▶ [Saved entries]:
::::
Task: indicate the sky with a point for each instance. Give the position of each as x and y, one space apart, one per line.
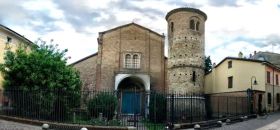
232 25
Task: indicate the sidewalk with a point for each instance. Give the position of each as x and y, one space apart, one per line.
272 122
8 125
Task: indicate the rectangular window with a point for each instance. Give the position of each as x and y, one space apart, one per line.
277 79
230 64
230 82
268 77
269 98
278 98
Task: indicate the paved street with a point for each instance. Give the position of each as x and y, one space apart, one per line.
7 125
272 122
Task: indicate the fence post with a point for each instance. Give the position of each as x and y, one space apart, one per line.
218 108
227 106
236 107
172 109
191 107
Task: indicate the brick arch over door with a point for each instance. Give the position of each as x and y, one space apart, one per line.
144 77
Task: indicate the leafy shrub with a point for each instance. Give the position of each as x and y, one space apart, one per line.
157 108
105 103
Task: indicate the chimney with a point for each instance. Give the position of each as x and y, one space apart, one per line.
213 65
240 55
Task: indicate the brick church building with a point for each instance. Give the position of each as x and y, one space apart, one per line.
130 58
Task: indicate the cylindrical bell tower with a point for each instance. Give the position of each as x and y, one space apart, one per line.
186 27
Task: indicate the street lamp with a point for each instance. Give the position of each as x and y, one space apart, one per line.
252 92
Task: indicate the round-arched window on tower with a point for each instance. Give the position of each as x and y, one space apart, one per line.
128 61
197 26
192 26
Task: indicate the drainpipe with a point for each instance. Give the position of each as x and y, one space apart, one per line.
273 89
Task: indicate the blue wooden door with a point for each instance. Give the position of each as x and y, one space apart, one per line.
131 103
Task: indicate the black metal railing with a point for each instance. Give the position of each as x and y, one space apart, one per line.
151 111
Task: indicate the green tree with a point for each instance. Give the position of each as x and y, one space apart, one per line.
38 81
208 65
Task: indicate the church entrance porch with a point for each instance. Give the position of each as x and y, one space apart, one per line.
132 94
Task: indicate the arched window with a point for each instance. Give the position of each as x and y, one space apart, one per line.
197 26
193 76
127 61
192 26
136 61
172 27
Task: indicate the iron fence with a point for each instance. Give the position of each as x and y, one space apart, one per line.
146 111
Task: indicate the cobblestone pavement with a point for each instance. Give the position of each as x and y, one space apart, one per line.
8 125
271 122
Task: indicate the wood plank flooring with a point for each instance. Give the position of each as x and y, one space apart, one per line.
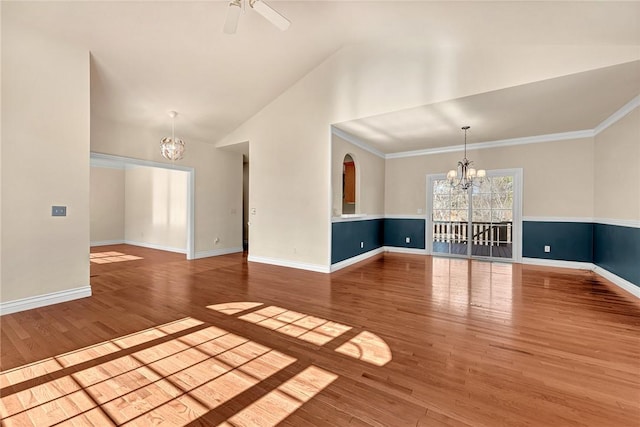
398 340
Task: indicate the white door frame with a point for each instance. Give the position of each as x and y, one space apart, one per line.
516 232
124 161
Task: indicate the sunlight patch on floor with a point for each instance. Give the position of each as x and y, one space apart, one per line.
109 257
174 381
365 346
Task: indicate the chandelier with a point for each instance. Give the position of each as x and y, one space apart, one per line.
172 148
465 176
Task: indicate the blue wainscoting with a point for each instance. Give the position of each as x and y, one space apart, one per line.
396 231
611 247
617 250
569 241
346 237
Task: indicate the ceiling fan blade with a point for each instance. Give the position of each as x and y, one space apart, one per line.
233 16
270 14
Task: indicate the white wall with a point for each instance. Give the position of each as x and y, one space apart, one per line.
218 180
617 176
155 211
290 138
107 205
45 162
546 167
369 178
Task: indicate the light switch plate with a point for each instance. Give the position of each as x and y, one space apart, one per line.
58 211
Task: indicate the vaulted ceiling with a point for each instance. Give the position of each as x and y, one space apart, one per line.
151 57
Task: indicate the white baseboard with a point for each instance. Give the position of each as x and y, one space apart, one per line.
44 300
559 263
618 281
613 278
291 264
106 243
356 259
401 250
154 246
217 252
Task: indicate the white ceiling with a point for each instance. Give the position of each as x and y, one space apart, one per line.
155 56
565 104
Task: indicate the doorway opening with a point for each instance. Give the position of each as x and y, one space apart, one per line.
483 221
153 186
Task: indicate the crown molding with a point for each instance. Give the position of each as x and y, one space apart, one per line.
626 109
563 136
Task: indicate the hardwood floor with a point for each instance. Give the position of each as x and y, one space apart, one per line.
398 340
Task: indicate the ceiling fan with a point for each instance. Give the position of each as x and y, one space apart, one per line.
269 13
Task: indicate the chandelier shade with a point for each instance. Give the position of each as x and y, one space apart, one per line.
465 176
172 148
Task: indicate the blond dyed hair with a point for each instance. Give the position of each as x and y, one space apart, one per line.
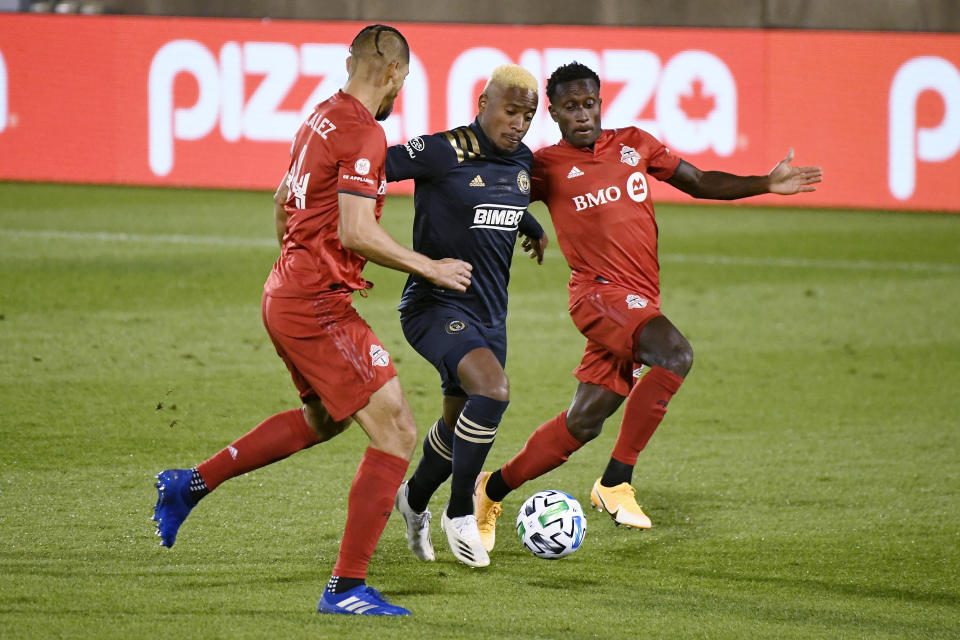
::::
▶ [YOUR OBJECTIVE]: A faithful copy of all the records is required, with the pictures left out.

▶ [ANSWER SPACE]:
Task: indicate the sky with a point for each instance. Give the position of each as x and y, one space apart, one per line.
232 25
Task: indicate the sidewalk with a point for each instance. Give the position of each as x and y, one space apart, one per line.
272 122
8 125
Task: indicate the rectangular window with a point for each instance. Give the position of each as x and y, one space apart, one per line.
277 79
230 64
230 82
268 77
269 98
278 98
Task: indicate the paved street with a point for each instance. Give the position of each as x and y, one space apart, one per line.
7 125
272 122
Task: indicate the fence post with a point for each instance. Give the position of each as x and y, one space apart, one per line.
218 108
227 106
236 107
172 109
191 107
Task: indicate the brick arch over door with a point for each instance. Give the position of each as x and y, one space apart, one per line.
144 77
Task: indicate the leafy shrub with a point for each instance. Give the position of each as x and y, one space apart, one per line.
157 108
105 103
Task: indicate the chimney with a point for each instance. Give the position of each as x and y, one space apart, one per line.
213 65
240 55
Task: indicate the brick church building with a point for each instance. Give the position of each as x and y, one space apart, one per line.
130 58
Task: indicate the cylindrical bell tower with a point for each instance. Give the position of each as x and y, one space apart, one per line.
186 27
Task: indicate the street lamp with a point for each instance. Give the position of each as x and y, one space apart, one per line.
252 92
Task: indicate the round-arched window on tower with a point for each instance. Give the position of each as x and y, one space apart, one per line.
128 61
197 26
192 26
Task: indicate the drainpipe with a point for each instance. Give the position of each as x and y, one space apart, one per line.
273 89
Task: indicate the blue wooden door with a point for each instance. Give the position of each as x and y, one space apart, one per line.
131 103
Task: indicate the black metal railing with a point for each instance. Give the position of each as x and y, one space apart, one per line.
151 111
Task: indicate the green tree with a point for each instance. Give the position of each as x and y, one space apart, one per line.
38 81
208 65
Task: indicate the church entrance porch with a point for each instance. Give the position of each as x and y, one space apart, one per line.
132 94
Task: indicate the arched window with a point for each instance. Give the position of each as x and y, one space apart, one per line.
197 26
193 76
127 61
192 26
136 61
172 27
Task: indicate the iron fence with a point for each instance. Give the position of each as x and y, one space apart, one per line.
146 111
Task: indicate the cobblestone pavement with a point for each instance. Give the position of each as x and y, one space apart, one per line.
8 125
271 122
Task: indicate the wood plank flooring with a point for each instance. Give the position of each as x and y, one space apart, one per line.
398 340
Task: indicate the white door frame with a point for each instance. Give the position of each as x and y, one space apart, one per line.
516 232
124 161
Task: indicate the sunlight patch on floor with a point for each instance. Give the position of each as x and y, one space apart, one per line.
109 257
174 381
365 346
Task: indicate the chandelier with a point for each instance. Give the position of each as x and y, one space apart, one per line.
172 148
465 176
Task: indicate the blue wainscoting with a point for each instance. Give the position of each as x and y, one space apart, one per line.
396 231
611 247
617 250
569 241
346 237
Task: indicate the ceiling fan blade with a point for each instance. Give the position of each as x and y, one space apart, one per line.
233 16
270 14
Task: indicate the white wall with a point for each instance. Give the position of each as x and y, one space apart, one per line.
218 180
617 176
155 211
290 138
107 205
45 162
546 167
369 178
Task: indicate the light switch plate with a point for each instance. Give the position of each as x and y, one space apart, one per line.
58 211
Task: indicate the vaulted ceiling with a point for each instance. Give the position of each as x and y, one space apart, one per line.
151 57
Task: indicate the white baseboard with a point for each instance. Give the position of each as x and y, one space apart, one per line.
44 300
559 263
618 281
613 278
291 264
106 243
356 259
401 250
154 246
217 252
Task: indicate the white ceiling with a point for each instance. Give the position of each as x and y, one space apart, one per line.
155 56
565 104
Task: indicate the doorway opening with a point for each instance. Give the position of each as x and y, one space apart, one per line.
483 221
153 186
Task: indicate the crown molding with a point for each instance. Give the position of each as x and y, one space apart, one per line.
626 109
563 136
Task: indicate the hardwood floor with a point for each instance. Give the position of each as x and y, one space apart, one per line.
398 340
Task: indicate the ceiling fan with a point for each instance. Give the position of each as x and y, one space apart, one per line.
269 13
Task: indicate the chandelier shade with a point for each instance. Give the position of each as x and y, one space apart, one per line.
465 176
172 148
Task: indicate the blond dyed hair with a point for each instance. Give the position of each as x and y, one space apart, one per line.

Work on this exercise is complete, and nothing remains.